Data to process:
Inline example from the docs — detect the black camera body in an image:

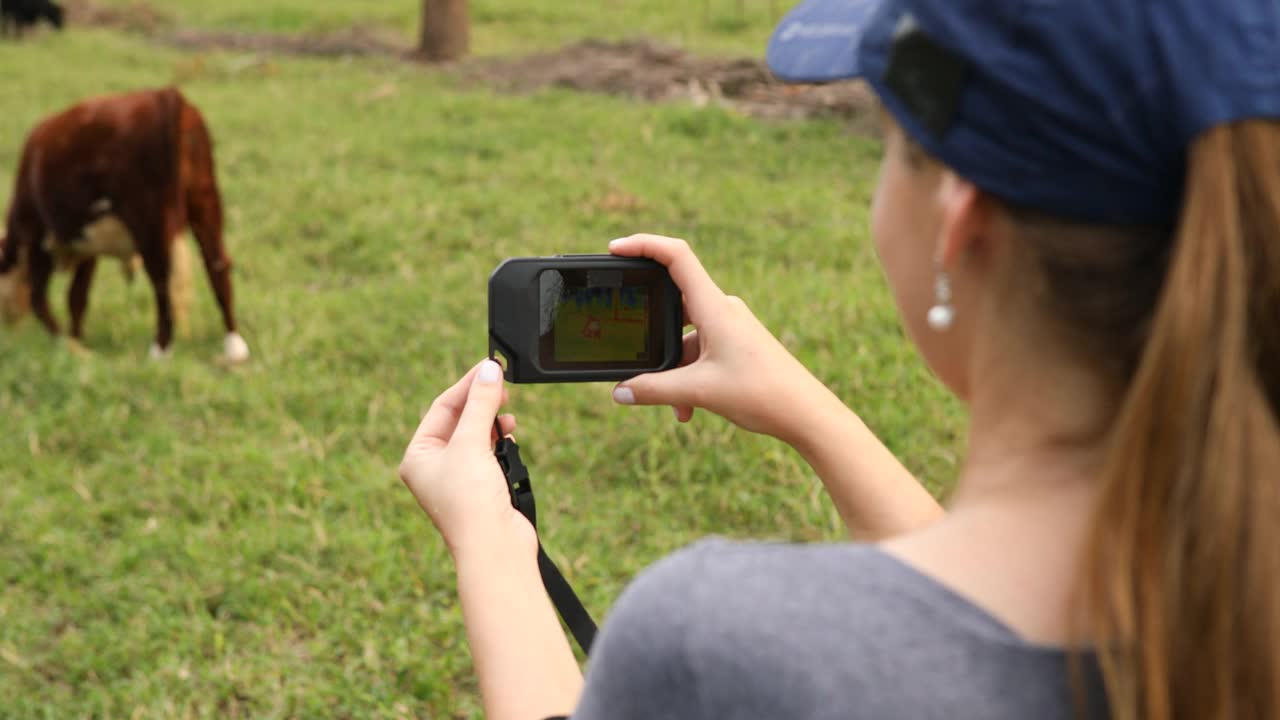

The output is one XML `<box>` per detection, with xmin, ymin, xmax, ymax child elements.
<box><xmin>489</xmin><ymin>255</ymin><xmax>685</xmax><ymax>383</ymax></box>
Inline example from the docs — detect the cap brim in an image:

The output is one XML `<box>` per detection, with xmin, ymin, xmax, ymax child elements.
<box><xmin>765</xmin><ymin>0</ymin><xmax>882</xmax><ymax>82</ymax></box>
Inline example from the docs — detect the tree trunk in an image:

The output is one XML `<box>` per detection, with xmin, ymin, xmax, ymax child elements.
<box><xmin>417</xmin><ymin>0</ymin><xmax>471</xmax><ymax>63</ymax></box>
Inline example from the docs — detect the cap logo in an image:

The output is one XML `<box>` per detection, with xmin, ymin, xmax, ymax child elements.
<box><xmin>778</xmin><ymin>20</ymin><xmax>858</xmax><ymax>42</ymax></box>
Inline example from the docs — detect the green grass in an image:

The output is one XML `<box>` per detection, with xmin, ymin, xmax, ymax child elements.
<box><xmin>0</xmin><ymin>11</ymin><xmax>961</xmax><ymax>719</ymax></box>
<box><xmin>106</xmin><ymin>0</ymin><xmax>794</xmax><ymax>55</ymax></box>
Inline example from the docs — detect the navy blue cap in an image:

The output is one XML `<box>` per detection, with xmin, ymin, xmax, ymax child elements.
<box><xmin>768</xmin><ymin>0</ymin><xmax>1280</xmax><ymax>225</ymax></box>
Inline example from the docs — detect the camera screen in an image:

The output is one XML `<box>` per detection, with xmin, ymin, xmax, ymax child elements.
<box><xmin>554</xmin><ymin>286</ymin><xmax>649</xmax><ymax>363</ymax></box>
<box><xmin>538</xmin><ymin>269</ymin><xmax>662</xmax><ymax>369</ymax></box>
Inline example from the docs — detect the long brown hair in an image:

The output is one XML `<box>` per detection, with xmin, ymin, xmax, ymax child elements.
<box><xmin>1014</xmin><ymin>120</ymin><xmax>1280</xmax><ymax>720</ymax></box>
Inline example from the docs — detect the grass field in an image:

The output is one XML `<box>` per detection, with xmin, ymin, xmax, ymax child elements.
<box><xmin>100</xmin><ymin>0</ymin><xmax>790</xmax><ymax>54</ymax></box>
<box><xmin>0</xmin><ymin>7</ymin><xmax>961</xmax><ymax>719</ymax></box>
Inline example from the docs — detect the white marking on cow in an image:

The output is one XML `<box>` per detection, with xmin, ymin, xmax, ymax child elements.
<box><xmin>223</xmin><ymin>333</ymin><xmax>248</xmax><ymax>363</ymax></box>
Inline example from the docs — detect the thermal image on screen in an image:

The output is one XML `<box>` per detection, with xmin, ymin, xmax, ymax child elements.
<box><xmin>556</xmin><ymin>287</ymin><xmax>649</xmax><ymax>363</ymax></box>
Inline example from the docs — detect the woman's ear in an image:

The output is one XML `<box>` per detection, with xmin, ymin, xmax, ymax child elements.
<box><xmin>936</xmin><ymin>169</ymin><xmax>996</xmax><ymax>268</ymax></box>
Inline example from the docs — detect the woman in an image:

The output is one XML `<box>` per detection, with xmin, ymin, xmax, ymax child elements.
<box><xmin>401</xmin><ymin>0</ymin><xmax>1280</xmax><ymax>719</ymax></box>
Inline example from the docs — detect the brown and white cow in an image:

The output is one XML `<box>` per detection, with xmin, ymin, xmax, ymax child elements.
<box><xmin>0</xmin><ymin>87</ymin><xmax>248</xmax><ymax>361</ymax></box>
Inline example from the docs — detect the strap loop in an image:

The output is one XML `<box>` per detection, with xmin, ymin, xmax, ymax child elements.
<box><xmin>493</xmin><ymin>419</ymin><xmax>595</xmax><ymax>655</ymax></box>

Your instructions: Copy only the lines of the listing from the line containing "Inline example from the docs — detect the strap" through the end, keeping the request text, and increase every bounding box coordinate in the answers by 100.

Written answer:
Inline example from the docs — detect the strap loop in an image:

The output is one XML `<box>` per detection, with xmin, ymin, xmax, ymax child elements.
<box><xmin>593</xmin><ymin>519</ymin><xmax>695</xmax><ymax>755</ymax></box>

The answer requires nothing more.